- PROBLEMS TO SOLVE:
1) Answer these questions from the text on goldenseal and echinacea:
(a) Which chemical in goldenseal fights E. coli bacteria?
(b) According to RxList, what is unknown about these two herbs?
(c) Which heart drug does goldenseal interfere with?
2) Can you retype the part of the text on goldenseal and echinacea starting with "Echinacea contains chemicals" and going on through "according to RxList."?

- SOURCE TEXT:
Goldenseal and echinacea are herb whose roots, flowers and stems are commonly used in herbal medicine. Both herbs have a variety of benefits, but also pose a risk for some side effects.
In herbal medicine, echinacea is used for treating the cold, preventing fungal infections and as a cure for urinary tract infections, migraines and Chronic Fatigue Syndrome. Possible uses for goldenseal include UTI, hemorrhoids, stomach pain, gastrointestinal ulcers and colitis.
Echinacea contains chemicals that reduce inflammation and destroy the cells that cause fungal infections. The chemical berberine found in goldenseal fights E.coli bacteria that cause infections of the digestive and urinary tracts.
Echinacea and goldenseal are safe for short-term use, but the effects of these herbs when used for an extended period of months or years are unknown, according to RxList.
Goldenseal interferes with the actions of many drugs and increases the risk for their side effects, including cyclosporine antibiotics, the heart drug Digoxin, antidepressants like Prozac, blood pressure medications like Lopressor, analgesics like Ultram, sexual dysfunction medications such as Viagra and allergy medications like Allegra. Echinacea has the potential to cause side effects like fever, nausea, vomiting, stomach pain, diarrhea, headaches, dizziness and insomnia.

- DATA SECTION:
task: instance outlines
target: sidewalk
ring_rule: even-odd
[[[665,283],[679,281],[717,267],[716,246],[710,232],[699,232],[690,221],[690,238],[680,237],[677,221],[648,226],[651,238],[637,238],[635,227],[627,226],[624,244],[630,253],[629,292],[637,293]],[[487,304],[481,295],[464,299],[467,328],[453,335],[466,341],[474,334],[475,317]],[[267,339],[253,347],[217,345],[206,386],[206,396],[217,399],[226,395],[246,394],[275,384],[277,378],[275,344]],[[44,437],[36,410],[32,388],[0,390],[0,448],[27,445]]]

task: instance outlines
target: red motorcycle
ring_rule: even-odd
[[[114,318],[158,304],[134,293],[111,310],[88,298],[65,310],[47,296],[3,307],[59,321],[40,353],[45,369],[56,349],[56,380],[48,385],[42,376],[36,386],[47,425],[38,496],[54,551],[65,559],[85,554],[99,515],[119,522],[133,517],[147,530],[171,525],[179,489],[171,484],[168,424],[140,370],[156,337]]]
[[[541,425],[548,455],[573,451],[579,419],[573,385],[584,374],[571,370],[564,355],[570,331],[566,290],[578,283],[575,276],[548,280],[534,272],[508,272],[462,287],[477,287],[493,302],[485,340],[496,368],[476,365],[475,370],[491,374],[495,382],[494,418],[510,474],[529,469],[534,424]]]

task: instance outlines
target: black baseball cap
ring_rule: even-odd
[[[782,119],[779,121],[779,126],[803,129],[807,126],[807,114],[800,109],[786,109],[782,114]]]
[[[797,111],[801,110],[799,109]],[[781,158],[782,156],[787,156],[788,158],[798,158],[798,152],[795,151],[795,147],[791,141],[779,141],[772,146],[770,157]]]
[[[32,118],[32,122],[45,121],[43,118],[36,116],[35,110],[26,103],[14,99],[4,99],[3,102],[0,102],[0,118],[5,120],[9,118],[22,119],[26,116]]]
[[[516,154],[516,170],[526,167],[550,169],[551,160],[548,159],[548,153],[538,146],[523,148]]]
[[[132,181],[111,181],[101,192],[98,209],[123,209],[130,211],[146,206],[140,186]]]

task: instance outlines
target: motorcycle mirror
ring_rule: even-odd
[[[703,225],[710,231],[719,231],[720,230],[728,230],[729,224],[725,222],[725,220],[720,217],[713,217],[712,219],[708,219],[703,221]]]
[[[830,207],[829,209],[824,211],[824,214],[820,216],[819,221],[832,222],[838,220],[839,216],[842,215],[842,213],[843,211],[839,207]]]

- ANSWERS TO THE PROBLEMS:
1)
(a) Berberine.
(b) Their effects when used for an extended period of months or years.
(c) Digoxin.

2)
Echinacea contains chemicals that reduce inflammation and destroy the cells that cause fungal infections. The chemical berberine found in goldenseal fights E.coli bacteria that cause infections of the digestive and urinary tracts.
Echinacea and goldenseal are safe for short-term use, but the effects of these herbs when used for an extended period of months or years are unknown, according to RxList.